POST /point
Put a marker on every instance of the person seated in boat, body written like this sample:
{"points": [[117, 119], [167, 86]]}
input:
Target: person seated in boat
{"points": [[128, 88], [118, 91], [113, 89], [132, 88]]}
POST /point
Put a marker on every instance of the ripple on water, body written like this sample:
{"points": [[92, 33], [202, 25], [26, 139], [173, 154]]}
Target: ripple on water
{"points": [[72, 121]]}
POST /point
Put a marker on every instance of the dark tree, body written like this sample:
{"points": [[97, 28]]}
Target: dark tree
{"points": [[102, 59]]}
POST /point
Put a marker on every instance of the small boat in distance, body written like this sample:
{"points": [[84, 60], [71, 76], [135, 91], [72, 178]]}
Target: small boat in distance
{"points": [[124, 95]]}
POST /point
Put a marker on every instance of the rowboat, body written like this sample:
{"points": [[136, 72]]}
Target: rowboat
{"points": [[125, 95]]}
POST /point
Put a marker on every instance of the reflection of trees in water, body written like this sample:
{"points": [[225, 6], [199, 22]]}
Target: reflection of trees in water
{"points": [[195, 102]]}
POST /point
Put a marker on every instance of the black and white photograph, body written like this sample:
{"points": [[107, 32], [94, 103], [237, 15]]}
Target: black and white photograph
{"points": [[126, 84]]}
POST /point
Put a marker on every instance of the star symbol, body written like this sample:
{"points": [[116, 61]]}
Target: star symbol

___

» **WHAT IS REQUIRED**
Through the last line of the entries above, beginning at the line containing "Target: dark tree", transcribe each line exactly, both ends included and nothing more.

» **RESULT OF THE TASK**
Target: dark tree
{"points": [[102, 59]]}
POST /point
Put a marker on every instance of the small boat in distance, body written like this sample:
{"points": [[84, 60], [71, 76], [135, 91], [72, 178]]}
Target: small boat in distance
{"points": [[124, 95]]}
POST /point
Put a marker on every instance of the rowboat, body written like this sample:
{"points": [[136, 72]]}
Target: rowboat
{"points": [[125, 95]]}
POST /point
Put a marker on every instance of the reflection of trees in water, body written like this sample:
{"points": [[225, 6], [199, 22]]}
Target: reflection of trees in water
{"points": [[195, 102]]}
POST /point
Put a marker on every instance of the black and white photograph, body written like this sample:
{"points": [[107, 32], [94, 103], [237, 15]]}
Target: black and white photograph
{"points": [[126, 84]]}
POST /point
Put a marker on every instance of the star symbol, body written like this sample:
{"points": [[116, 61]]}
Target: star symbol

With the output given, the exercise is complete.